Conforme descrito anteriormente, o cenário jurídico espanhol[83] era muito semelhante ao cenário brasileiro, no que tange às disposições constitucionais objetivas acerca da matéria. Tanto em um quanto em outro país, a Constituição vigente silencia sobre a negociação coletiva entre servidores e administração. No entanto, o divisor de águas veio justamente quando os Tribunais responsáveis pela guarda do texto constitucional foram provocados a manifestar-se sobre a questão. Ao apreciá-la, o Tribunal Constitucional Espanhol declarou, expressamente, que a negociação coletiva dos servidores públicos não poderia ser tratada mediante a aplicação análoga dos dispositivos que regulamentam a questão no setor privado.
Contudo, diferentemente do que fez o STF, o Tribunal Constitucional espanhol, no exercício da sua função de interpretar e resguardar a vigência do ordenamento constitucional, não declarou a ilegalidade dos processos negociais entre os pólos da relação de trabalho estatutária, não obstante tenha o mesmo, num primeiro momento, afastado tal possibilidade.

______________________________

> **INSTRUÇÕES DAS TAREFAS**:
1. Copie do trecho sobre a negociação coletiva dos servidores públicos na Espanha tudo desde "Contudo, diferentemente do" até "afastado tal possibilidade.".
2. Resuma o parágrafo que começa com "Conforme descrito anteriormente" no trecho sobre a negociação coletiva dos servidores públicos na Espanha, preservando seus fatos principais.
3. Prossiga com o trecho sobre a negociação coletiva dos servidores públicos na Espanha, escrevendo a parte seguinte a partir da última frase apresentada.

> **EXTRATO DE DADOS**:

______________________________

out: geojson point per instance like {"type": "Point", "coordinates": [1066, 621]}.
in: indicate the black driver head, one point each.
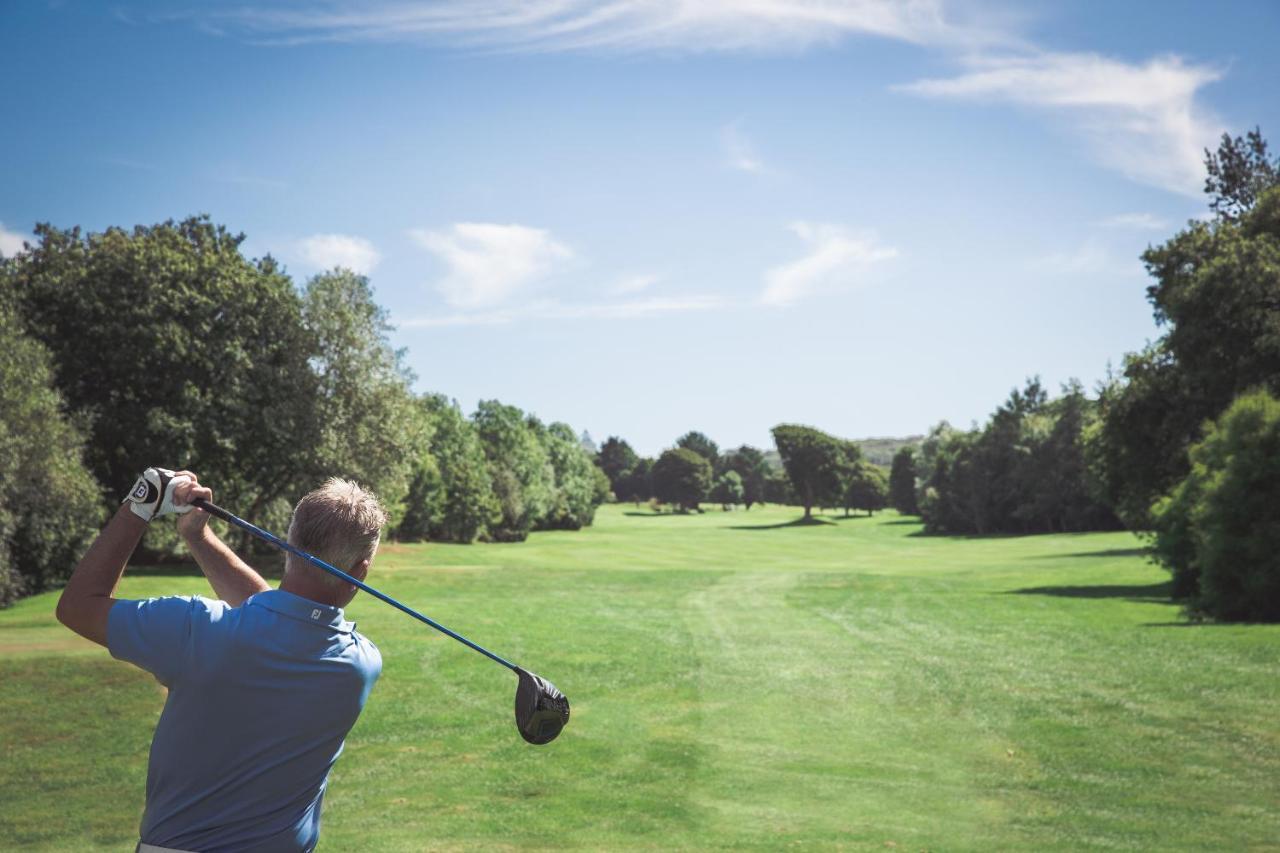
{"type": "Point", "coordinates": [542, 711]}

______________________________

> **RESULTADOS FINAIS**:
1.
Contudo, diferentemente do que fez o STF, o Tribunal Constitucional espanhol, no exercício da sua função de interpretar e resguardar a vigência do ordenamento constitucional, não declarou a ilegalidade dos processos negociais entre os pólos da relação de trabalho estatutária, não obstante tenha o mesmo, num primeiro momento, afastado tal possibilidade.

2. Quanto às disposições constitucionais sobre a matéria, o cenário jurídico espanhol era muito parecido com o brasileiro: nos dois países, a Constituição vigente silencia sobre a negociação coletiva entre servidores e administração. A diferença surgiu quando os Tribunais responsáveis pela guarda da Constituição foram chamados a se manifestar. O Tribunal Constitucional Espanhol declarou expressamente que a negociação coletiva dos servidores públicos não poderia ser tratada por aplicação análoga das normas do setor privado.

3.
Nesta linha, o Tribunal Constitucional[84] foi, aos poucos, consolidando a sua interpretação acerca do conteúdo da expressão “liberdade sindical”, reconhecida pela Constituição Espanhola ao funcionalismo público, determinando que ela é ampla, e deve abranger todas as formas de composição coletiva de interesses. A partir disto, a comunidade jurídica reuniu esforços no sentido de legalizar os julgados do Tribunal Constitucional Espanhol e do movimento surgiu a Lei 11/85[85], que, ao definir o alcance da expressão “liberdade sindical”, incluiu a negociação coletiva dentre as atividades sindicais por ela abrangida. A partir deste reconhecimento, foi editada a Lei 9/1987[86] (com a redação que lhe conferiu a lei 7/1990[87]) que regulamentou a negociação coletiva no setor público. Além disso, nas ocasiões em que foi compelido a apreciar a validade e eficácia dos pactos e acordos firmados no setor público frente às imposições do Princípio da Legalidade, invocado como limitador da exigibilidade do que fora coletivamente convencionado, o Tribunal Constitucional Espanhol determinou que tal princípio era, justamente, um dos imperativos ao cumprimento do conteúdo das convenções coletivas, em razão dos textos legais que alçaram a negociação coletiva à condição de direito dos servidores públicos.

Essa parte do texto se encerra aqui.